§ WHAT TO PRODUCE: In the journal entry below about the dog Maggie, why doesn't the writer let Maggie outside? Answer in one to three sentences.

§ TEXT:
The animals are here.

August 21st, 2006 (04:09 am)

He stayed awake until I came home.

Maggie...she's THE DOG, Maggie is rubbing against me...
She knows.

Smelling my shoes on the floor, as I drag things I don't want them to touch...
into "MY ROOM".
Tucking things away like a jealous child.

She knows.

She is snuffling around me, carefully.

She knows I am not happy, that I am afraid.



Circling and circling.

This home is so new to her.

She bows her head and approaches me as I type....

I sdafefklfgjlgghsklht *HAHAHA* she's on me and licking me.......
I pet her.
I'm already itching.

Her face is profound.
She sighs and puts it down on the floor and looks at me.

I don't know, Maggie, I don't know.
You lay so elegantly on my floor, watching me with one eye open.

You know.
You know and you
sigh.

My face is swelling from her licks.........
I am ashamed I cannot touch her.

This is her new house too.
*pops two pink pills into her own mouth*
She keeps looking at me, she wants to go outside?

Can I let her outside???
She's a jumper.

She isn't looking at me anymore...
she is looking out the back door.

I want to let her out.
I can't.
She'll jump, she'll leave.
She'll look for the place more familiar.

HER tree house.

She looks so sad.
Her tail curled under her.

She lost her friend tonight, Drew's dog.
She is lonely and feels lost.

Nothing here smells familiar.

It is hard to call it Home.

My head is filling with snot and my lip is swelling where she licked me.

I'm suddenly so tired again.

What a strange hell this is.


Drugs.
I need the Drugs.

Surely there is something I can take???
Shoot up?
SWALLOW.

The cat, of course....is no where to be seen.
HE knows better.
He's a cat.

I got off work earlier than I thought I would tonight.
I didn't come home.
I knew what I was coming home to.

I was afraid.

I prolonged this moment for as absolutely long as possible.

And when I came home, I found my Benjamin waiting up for me....
to usher me into it.

The man who has to be out the door by 6:30 AM.
Waited up until 2 AM.

§ RAW DATA:
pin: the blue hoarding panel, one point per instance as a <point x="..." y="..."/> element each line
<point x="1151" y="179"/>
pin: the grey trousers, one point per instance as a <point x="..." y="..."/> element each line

§ COMPLETE RESPONSE: Maggie is a jumper, so the writer fears she would jump and leave. She would go looking for a more familiar place, her tree house.